Deine Aufgabe: Entnimm der Besprechung über Flüsse als Lebewesen wörtlich die Stelle zwischen „MacFarlane: Sind Flüsse“ und „die Natur, verändern.“, beide Grenzen eingeschlossen.

Textauszug zum Lesen:
++++++++++

MacFarlane: Sind Flüsse Lebewesen

Robert MacFarlane folgt dem Lauf des Wassers – von einer versiegenden Quelle in England bis zu den Nebelwäldern Ecuadors. Sein neues Buch fragt, ob Flüsse Lebewesen sind. Und antwortet mit einer Prosa, die selbst im Fluss ist.

»Wenn ein Fluss stirbt, dann stirbt auch das Leben in seiner Aura.«
Robert MacFarlane

Der britische Schriftsteller Robert MacFarlane hat es wieder getan. Nach seinem gefeierten Werk »Im Unterland«, hat sich der Autor erneut auf eine große Reise begeben. Diesmal geht er der Frage nach, ob Flüsse als Lebewesen gelten sollen, ob sie Rechte besitzen und wenn ja, wie würde das unseren Blick auf sie, auf die Natur, verändern.

Es ist das Cover, das auffällt. Ein frisches Maigrün in das sich zwei blaue und eine blaugrüne Linie mischen, ein Fluss, der sich mäandernd über den gesamten Buchtitel zieht. Der Künstler Stanley Donwood, der ebenfalls das vielbeachtete, auffällige Cover von »Im Unterland« und weiterer fünf anderer Bücher geschaffen hat, ist erneut ein Meisterwerk gelungen. Allein des Covers wegen greift man gerne nach diesem Buch.

Beeindruckend ist auch die Prosa, die Robert MacFarlane, einer der bedeutendsten Nature Writing Schriftsteller unserer Zeit, geschaffen hat. Schön und erschreckend zugleich.

In seinem Werk erkundet MacFarlane den »weltverändernden Gedanken, dass Flüsse Lebewesen sind.« Er bereist drei Landschaften, den ecuadorianischen Nebelwald, die Wasserstadt Chennai in Südostindien und einen Fluss in den Tiefen der kanadischen Wälder von Quebec.

Seine Reisen, Erkundungen und Begegnungen beginnen jedoch vor seiner Haustür, bei einer Quelle in England. Eine Quelle, versteckt gelegen in einem Buchenhain, die nur wenig Wasser führt und fast versiegt ist. »Ist das Wasser tot?«, fragt ihn sein neunjähriger Sohn. »Nein«, entgegnet ihm der Vater, mit gespielter Gewissheit.

++++++++++

Bereitgestellte Datensätze:

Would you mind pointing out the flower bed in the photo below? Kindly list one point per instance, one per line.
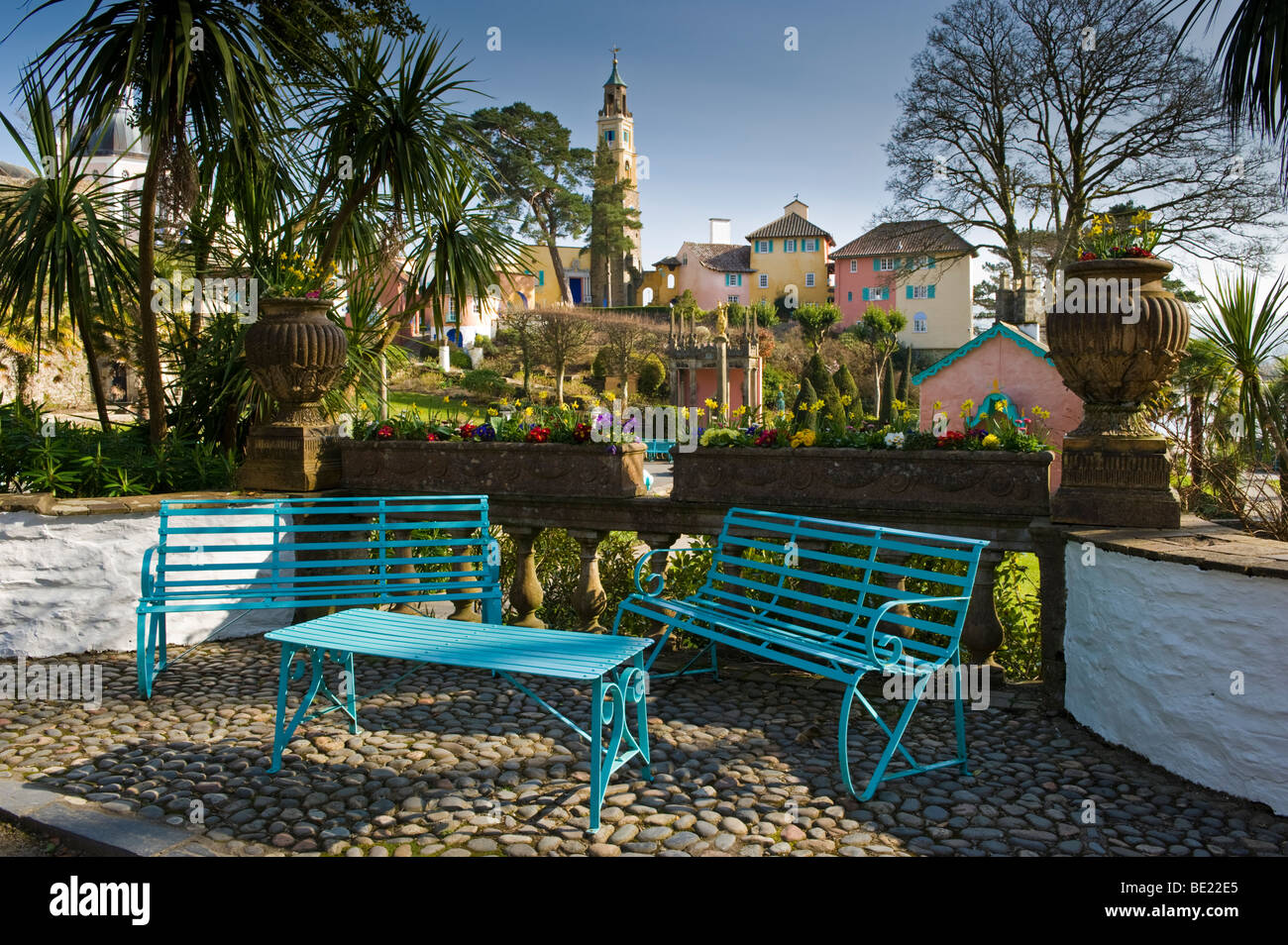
(492, 468)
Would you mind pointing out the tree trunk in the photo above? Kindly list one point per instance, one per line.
(150, 345)
(1196, 441)
(557, 264)
(95, 378)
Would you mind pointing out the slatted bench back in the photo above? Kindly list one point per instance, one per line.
(270, 553)
(824, 580)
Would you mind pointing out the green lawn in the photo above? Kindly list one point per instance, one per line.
(430, 406)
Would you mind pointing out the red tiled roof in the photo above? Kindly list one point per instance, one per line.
(790, 226)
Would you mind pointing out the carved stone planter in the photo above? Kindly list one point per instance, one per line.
(867, 479)
(294, 352)
(1116, 469)
(510, 469)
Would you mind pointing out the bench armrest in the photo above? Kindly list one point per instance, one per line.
(653, 584)
(894, 641)
(147, 578)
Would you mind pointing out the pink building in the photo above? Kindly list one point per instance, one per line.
(712, 271)
(1003, 362)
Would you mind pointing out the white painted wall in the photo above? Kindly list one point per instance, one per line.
(69, 583)
(1150, 647)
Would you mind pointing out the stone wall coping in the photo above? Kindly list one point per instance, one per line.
(1201, 544)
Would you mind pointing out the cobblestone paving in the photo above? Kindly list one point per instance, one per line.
(456, 764)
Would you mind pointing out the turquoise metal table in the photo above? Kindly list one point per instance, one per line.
(612, 665)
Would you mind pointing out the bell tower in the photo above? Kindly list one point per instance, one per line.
(616, 129)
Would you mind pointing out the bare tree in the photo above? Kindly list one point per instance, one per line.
(563, 335)
(627, 338)
(1024, 117)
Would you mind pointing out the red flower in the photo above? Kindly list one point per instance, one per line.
(951, 439)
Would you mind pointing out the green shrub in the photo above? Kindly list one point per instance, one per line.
(43, 455)
(483, 381)
(803, 417)
(652, 376)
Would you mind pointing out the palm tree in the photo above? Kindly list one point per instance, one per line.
(63, 240)
(201, 76)
(1252, 64)
(385, 132)
(1247, 332)
(460, 257)
(1202, 373)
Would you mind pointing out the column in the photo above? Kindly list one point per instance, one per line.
(526, 593)
(590, 601)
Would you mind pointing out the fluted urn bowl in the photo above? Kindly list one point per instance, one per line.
(1109, 355)
(295, 353)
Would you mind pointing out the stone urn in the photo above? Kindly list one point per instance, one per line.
(295, 353)
(1116, 338)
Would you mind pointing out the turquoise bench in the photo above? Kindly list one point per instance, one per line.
(591, 658)
(317, 555)
(243, 555)
(828, 597)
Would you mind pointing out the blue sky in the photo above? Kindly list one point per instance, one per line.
(733, 124)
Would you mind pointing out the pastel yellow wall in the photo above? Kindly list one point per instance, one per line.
(948, 318)
(790, 267)
(576, 262)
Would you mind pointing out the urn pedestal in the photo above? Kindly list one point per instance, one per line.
(295, 353)
(1117, 352)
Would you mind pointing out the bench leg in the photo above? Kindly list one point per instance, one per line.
(892, 740)
(283, 729)
(609, 704)
(150, 639)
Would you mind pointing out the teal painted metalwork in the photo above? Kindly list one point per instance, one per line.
(828, 597)
(321, 553)
(505, 651)
(658, 450)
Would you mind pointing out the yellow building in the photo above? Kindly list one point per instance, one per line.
(537, 262)
(790, 257)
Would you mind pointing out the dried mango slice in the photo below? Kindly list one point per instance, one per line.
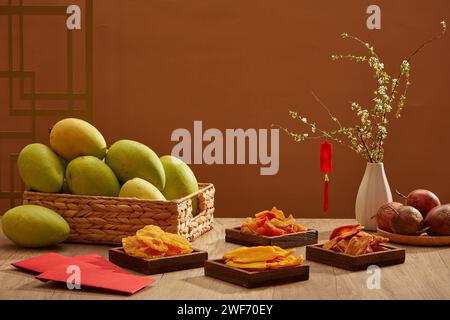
(175, 240)
(278, 213)
(345, 231)
(151, 231)
(342, 245)
(153, 243)
(358, 245)
(137, 248)
(289, 261)
(330, 244)
(250, 265)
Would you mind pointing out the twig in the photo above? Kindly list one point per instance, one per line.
(326, 108)
(419, 48)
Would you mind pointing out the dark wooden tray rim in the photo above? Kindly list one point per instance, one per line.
(392, 256)
(254, 278)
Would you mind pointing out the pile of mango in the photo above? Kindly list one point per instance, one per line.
(79, 162)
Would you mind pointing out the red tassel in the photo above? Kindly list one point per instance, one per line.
(326, 150)
(325, 194)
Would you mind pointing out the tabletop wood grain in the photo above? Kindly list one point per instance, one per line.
(424, 275)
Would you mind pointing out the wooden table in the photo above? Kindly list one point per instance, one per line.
(424, 275)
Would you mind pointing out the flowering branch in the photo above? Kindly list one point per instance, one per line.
(367, 138)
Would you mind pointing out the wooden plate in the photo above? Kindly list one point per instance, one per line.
(252, 279)
(290, 240)
(422, 240)
(353, 263)
(196, 259)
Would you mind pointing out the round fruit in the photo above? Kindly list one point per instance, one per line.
(141, 189)
(34, 226)
(406, 220)
(131, 159)
(423, 200)
(180, 180)
(438, 219)
(72, 138)
(40, 168)
(89, 175)
(384, 215)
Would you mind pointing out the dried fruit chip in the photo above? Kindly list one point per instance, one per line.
(151, 241)
(262, 257)
(345, 231)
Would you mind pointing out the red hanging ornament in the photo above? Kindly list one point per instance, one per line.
(326, 150)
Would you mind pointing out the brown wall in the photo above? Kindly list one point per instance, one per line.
(160, 65)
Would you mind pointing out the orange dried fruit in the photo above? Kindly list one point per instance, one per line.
(261, 257)
(151, 241)
(345, 231)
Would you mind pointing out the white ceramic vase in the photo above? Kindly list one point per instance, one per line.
(373, 192)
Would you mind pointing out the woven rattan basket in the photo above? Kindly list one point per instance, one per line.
(107, 220)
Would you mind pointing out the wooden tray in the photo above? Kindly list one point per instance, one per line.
(196, 259)
(422, 240)
(252, 279)
(291, 240)
(345, 261)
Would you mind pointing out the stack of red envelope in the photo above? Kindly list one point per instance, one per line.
(84, 271)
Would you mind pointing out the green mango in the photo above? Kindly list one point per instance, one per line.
(141, 189)
(34, 226)
(40, 168)
(88, 175)
(131, 159)
(72, 138)
(180, 180)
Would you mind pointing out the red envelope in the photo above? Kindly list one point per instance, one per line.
(96, 277)
(41, 263)
(46, 261)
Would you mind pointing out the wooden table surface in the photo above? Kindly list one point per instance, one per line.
(424, 275)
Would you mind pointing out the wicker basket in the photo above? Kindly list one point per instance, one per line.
(107, 220)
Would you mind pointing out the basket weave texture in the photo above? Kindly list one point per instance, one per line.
(106, 220)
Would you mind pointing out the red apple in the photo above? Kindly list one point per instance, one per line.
(384, 215)
(438, 219)
(423, 200)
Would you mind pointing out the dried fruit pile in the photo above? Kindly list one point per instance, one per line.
(262, 258)
(151, 241)
(351, 239)
(271, 223)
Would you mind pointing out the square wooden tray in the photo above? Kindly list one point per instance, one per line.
(291, 240)
(196, 259)
(252, 279)
(353, 263)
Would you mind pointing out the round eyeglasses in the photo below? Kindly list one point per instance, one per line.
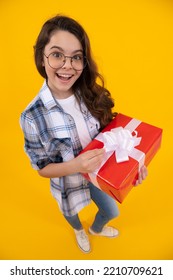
(57, 60)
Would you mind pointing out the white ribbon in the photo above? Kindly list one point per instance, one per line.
(121, 142)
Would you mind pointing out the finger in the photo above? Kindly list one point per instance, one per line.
(144, 172)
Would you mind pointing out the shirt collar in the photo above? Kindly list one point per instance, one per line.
(46, 96)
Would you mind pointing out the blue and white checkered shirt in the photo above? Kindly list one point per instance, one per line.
(51, 137)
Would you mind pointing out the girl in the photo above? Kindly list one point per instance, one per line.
(68, 112)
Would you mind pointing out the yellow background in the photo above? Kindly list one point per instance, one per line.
(132, 43)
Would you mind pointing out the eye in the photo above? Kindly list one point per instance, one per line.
(57, 55)
(78, 57)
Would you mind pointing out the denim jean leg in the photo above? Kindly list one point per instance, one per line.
(74, 221)
(107, 206)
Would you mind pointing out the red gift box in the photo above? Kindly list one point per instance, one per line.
(117, 176)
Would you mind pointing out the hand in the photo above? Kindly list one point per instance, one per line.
(141, 175)
(89, 161)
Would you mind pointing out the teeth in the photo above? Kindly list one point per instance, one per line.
(64, 75)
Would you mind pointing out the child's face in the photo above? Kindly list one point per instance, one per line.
(61, 80)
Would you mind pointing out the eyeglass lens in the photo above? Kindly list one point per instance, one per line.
(57, 60)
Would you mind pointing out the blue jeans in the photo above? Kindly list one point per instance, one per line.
(107, 210)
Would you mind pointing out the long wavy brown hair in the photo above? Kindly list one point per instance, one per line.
(90, 84)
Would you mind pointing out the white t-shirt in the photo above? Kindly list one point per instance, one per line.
(71, 106)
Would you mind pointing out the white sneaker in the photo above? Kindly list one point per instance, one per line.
(82, 240)
(106, 231)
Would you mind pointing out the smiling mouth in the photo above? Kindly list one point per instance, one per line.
(64, 77)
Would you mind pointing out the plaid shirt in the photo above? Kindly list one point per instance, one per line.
(51, 137)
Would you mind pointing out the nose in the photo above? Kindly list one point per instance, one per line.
(67, 62)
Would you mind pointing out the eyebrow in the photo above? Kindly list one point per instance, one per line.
(59, 48)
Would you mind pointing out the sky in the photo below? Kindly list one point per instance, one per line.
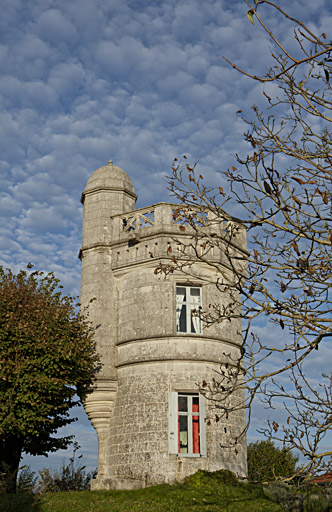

++++++++++

Lösung:
MacFarlane: Sind Flüsse Lebewesen

Robert MacFarlane folgt dem Lauf des Wassers – von einer versiegenden Quelle in England bis zu den Nebelwäldern Ecuadors. Sein neues Buch fragt, ob Flüsse Lebewesen sind. Und antwortet mit einer Prosa, die selbst im Fluss ist.

»Wenn ein Fluss stirbt, dann stirbt auch das Leben in seiner Aura.«
Robert MacFarlane

Der britische Schriftsteller Robert MacFarlane hat es wieder getan. Nach seinem gefeierten Werk »Im Unterland«, hat sich der Autor erneut auf eine große Reise begeben. Diesmal geht er der Frage nach, ob Flüsse als Lebewesen gelten sollen, ob sie Rechte besitzen und wenn ja, wie würde das unseren Blick auf sie, auf die Natur, verändern.